▸ **Korte opgave**:
Beantwoord de volgende vragen over de tekst over klokkijken.
1. Welke wijzer geeft op een klok het uur aan?
2. Welke wijzer geeft op een analoge klok de minuten aan?
3. Tussen welke twee getallen staat de kleine wijzer op de klok in de tekst?

▸ **Tekstfragment**:
-
Laten we kijken naar deze klok
-
en kijk of je kunt zien hoe laat het is.
-
Wanneer we naar een klok kijken zien we
-
dat hij twee wijzers heeft. Dat is omdat tijd
-
uit twee delen bestaat.
-
De tijd in uren
-
is één deel
-
Op een klok wordt het uur aangeduid
-
door de kleine wijzer.
-
Het andere gedeelte zijn de minuten.
-
Op een analoge klok als deze
-
worden de minuten aangeduid door de grote wijzer.
-
We gaan eerst naar de uren kijken.
-
Je hebt de kleine wijzer,
-
die staat tussen de zes en de zeven.
-
Dat betekent dat het na zes uur is,
-
maar hij staat nog niet op de zeven.
-
Omdat de kleine wijzer bovenaan begint
-
en rond heeft gedraaid
-
tot voorbij zes uur,
-
maar nog niet bij de zeven.
-
Daarom is het zes uur en een beetje.
-
Zes en 'een beetje'.
-
Het is misschien 6.15 of misschien 6.45
-
De minuten gaan we straks bekijken,
-
maar je weet dat het na zes uur is
-
en nog geen 7 uur.

▸ **Geselecteerde gegevens**:
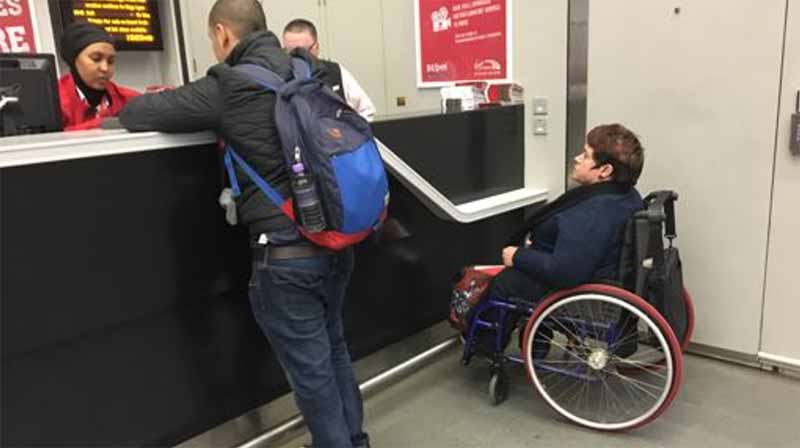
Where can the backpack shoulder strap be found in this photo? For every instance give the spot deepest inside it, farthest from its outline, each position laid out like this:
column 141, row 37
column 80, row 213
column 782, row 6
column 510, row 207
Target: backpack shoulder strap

▸ **Het antwoord**:
1. De kleine wijzer.
2. De grote wijzer.
3. Tussen de zes en de zeven.